- Opening Delimiter -

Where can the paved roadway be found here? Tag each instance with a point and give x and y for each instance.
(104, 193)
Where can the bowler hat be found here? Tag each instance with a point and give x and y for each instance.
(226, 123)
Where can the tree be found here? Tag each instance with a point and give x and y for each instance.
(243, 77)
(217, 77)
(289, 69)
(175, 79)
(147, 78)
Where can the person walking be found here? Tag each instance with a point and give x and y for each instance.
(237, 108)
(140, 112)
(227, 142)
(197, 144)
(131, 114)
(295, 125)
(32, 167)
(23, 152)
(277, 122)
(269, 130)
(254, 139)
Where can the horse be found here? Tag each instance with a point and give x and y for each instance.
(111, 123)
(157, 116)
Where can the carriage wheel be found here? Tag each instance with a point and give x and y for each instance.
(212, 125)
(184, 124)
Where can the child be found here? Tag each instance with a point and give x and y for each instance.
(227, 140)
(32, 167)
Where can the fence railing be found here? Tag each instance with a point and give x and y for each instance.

- Closing Delimiter -

Nothing should be altered. Set down all the data again.

**Task response:**
Where can the paved roadway be found here? Tag each instance with a point and give x and y for each instance.
(104, 193)
Where can the bowler hat be found here? Tag each instance with a point and give x and y for each instance.
(226, 123)
Where can the tree be found here? Tag each instance with a point and give x and y for each instance.
(243, 77)
(217, 77)
(289, 69)
(175, 79)
(147, 78)
Where can the person walking be found here? Tag each instance with a point and give x and y for each instance.
(237, 108)
(140, 112)
(227, 142)
(197, 144)
(131, 114)
(295, 125)
(32, 167)
(23, 152)
(277, 122)
(269, 130)
(254, 139)
Where can the horse be found here? Tag each instance with a point and give x and y for each instance.
(111, 123)
(157, 116)
Where can the carriage wheel be found here? Tag each instance with a point and give x and y for each instance.
(212, 125)
(184, 124)
Where can the child be found here? Tag each instance with a point and give x and y for each instance.
(227, 140)
(32, 167)
Where can the fence railing be found here? Tag each instance with a point and give x and y for each instance.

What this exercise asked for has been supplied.